** BEGIN Page text **

Back to the Future Part III appears in an aspect ratio of approximately 1.85:1 on this single-sided, dual-layered DVD; the image has been enhanced for 16X9 televisions. Visually, the filmmakers saved the best for last, as III presented the strongest picture of the set.
Sharpness generally came across as tight and distinct. A few slightly soft shots occurred, but these didn’t pop up frequently or provide any significant concerns. The movie mostly looked well defined and accurate. As with the prior two flicks, jagged edges caused no issues, but I noticed some light shimmering at times. Edge enhancement seemed to present no problems, and the image appeared virtually free of print defects.
Given the film’s earthy setting, III presented the most stable and natural palette of the trilogy. The colors consistently appeared distinctive and warm, and they demonstrated no signs of concerns like noise or bleeding. The movie featured more exteriors than either of the predecessor, which definitely helped make it the most satisfying in regard to color reproduction. Black levels were dark and tight, and shadow detail looked appropriately heavy but not overly dense. In the end, III offered a very clean and satisfying visual presentation.
Back to the Future Part III displayed a few improperly framed scenes. Here’s how the studio reacted to this problem: “Universal Studios Home Video is aware of a minor technical framing issue on the Back to the Future Trilogy widescreen DVDs. The framing appears differently from the laserdisc releases for approximately two minutes during Back to the Future II and four minutes during Back to the Future III. The framing difference is unnoticeable to widescreen DVD viewers and does not detract from or interrupt the viewing experience. Consumers with further questions can call (888) 703-0010.”
Wasn’t it nice of them to decide for us that we wouldn’t notice? Frankly, I didn’t detect a difference for the most part, though a couple of shots appeared more obvious than others; for example, when Doc helps Marty with the self-adjusting clothes in II, the image seemed cropped at the bottom of the frame. For what it’s worth, despite this condescending note, Universal apparently will correct the framing and will allow consumers to exchange their misframed DVDs when the fixed ones appear, probably some time in late February 2003.

** END Page text **
** BEGIN Dataset excerpt **

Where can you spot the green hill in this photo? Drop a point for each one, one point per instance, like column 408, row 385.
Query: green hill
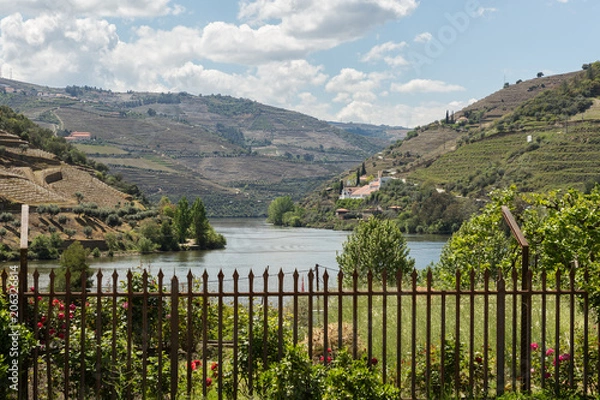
column 236, row 154
column 538, row 135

** END Dataset excerpt **

**Problems to work on:**
1. According to the DVD review, for roughly how many minutes does the framing of Back to the Future III differ from the laserdisc release?
2. Write the next part of the DVD review, starting after its final sentence.
The data shown above are separate from the DVD review.

**Responses for each task:**
1. About four minutes.

2.
When we moved to the Dolby Digital 5.1 soundtrack of Back to the Future Part III, it seemed pretty similar to that of the prior two flicks. However, it erased some of the minor concerns I experienced with the first two movies’ audio and offered the strongest sound of the set. Much of the audio remained focused in the front channels, but the imaging spread nicely throughout the movie. Elements blended together cleanly and moved across the spectrum neatly and accurately. The surrounds consistently presented a good sense of environment and kicked into gear effectively during the louder scenes; they worked especially well during the movie’s train-based climax.
Audio quality sounded better than ever here. Speech seemed natural and crisp, and I noticed no problems related to edginess or intelligibility. Happily, the mix also lost the weak dubbing heard in the first film. Music appeared bright and lively, as the score demonstrated nice clarity and good depth. Effects also came across as distinct and accurate, and they showed solid bass punch when appropriate. Compared to today’s movies, the audio of Back to the Future Part III was a little dated, but I felt the sound seemed quite positive for its era, and it continued to succeed 12 years after the fact.
The final disc of the package, Back to the Future Part III includes a mix of supplements similar to those on the other platters. We start with an unusual form of audio commentary. Instead of a traditional screen-specific track, we hear a Q&A with Director Robert Zemeckis and Producer Bob Gale. This comes from a session at the University of Southern California, as DVD producer Laurent Bouzereau hosts a conversation with the filmmakers. By far the shortest of the three Q&As, this one lasts a mere 30 minutes, and it seems more lackluster than the other two.
Not that Zemeckis and Gale don’t offer some useful information, as they cover a mix of good topics. They relate various facts about the production as well as their thoughts about the series as a whole and its legacy. The track seems too short to be tremendously notable, but it still gives us some nice facts about the third film.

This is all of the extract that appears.